§ **Written instruction**
Please reproduce the Pontiac text word for word, from "The Last American" to "built in Canada!".

§ **Page**

◇ ◇ ◇ ◇ ◇

The Last American Indian

The “97”-“03” Grand Prix (MS2000) platform, under the GM-10 umbrella. This was the last America designed & built Pontiac! The W-body l was designed in Canada & some parts was built there. The W-body lll was a redesign of the MS2000 platform. It was once again designed in Canada & much of the car was built in Canada!

A little back history to explain The Last Indian’s progression.
I’m not that guy that does car shows. So I just do cars for me! To please me! For the pleasure of seeing an idea live! But in 1984 a Swedish magazine, (Start & Speed) was here in the Cleveland area and was told of my custom 1969 Z/28 by a friend of a friend. They approached me for a cover piece so I allowed it. Most of the car was custom designed and handmade, including the full frame with an OEM suspension front and rear, not coil overs in the back like you often see with full frame conversions, but it was so much more than that! For a myriad of reasons I sold it and a “74” Z/28 that was custom as well in 2004 after 35 and 30 years of ownership!

◇ ◇ ◇ ◇ ◇

§ **Given information**
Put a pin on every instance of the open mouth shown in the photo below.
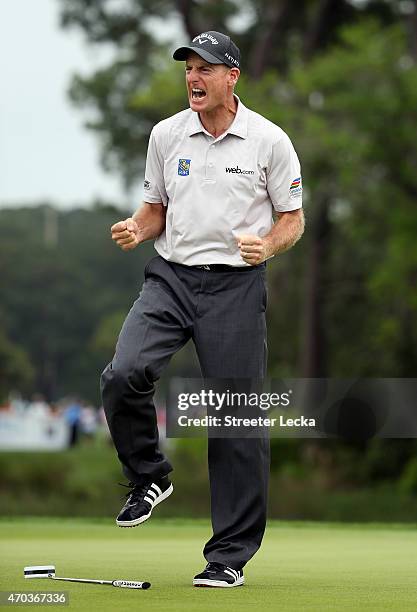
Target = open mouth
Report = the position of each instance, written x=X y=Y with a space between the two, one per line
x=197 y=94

◇ ◇ ◇ ◇ ◇

§ **Worked solution**
The Last American Indian

The “97”-“03” Grand Prix (MS2000) platform, under the GM-10 umbrella. This was the last America designed & built Pontiac! The W-body l was designed in Canada & some parts was built there. The W-body lll was a redesign of the MS2000 platform. It was once again designed in Canada & much of the car was built in Canada!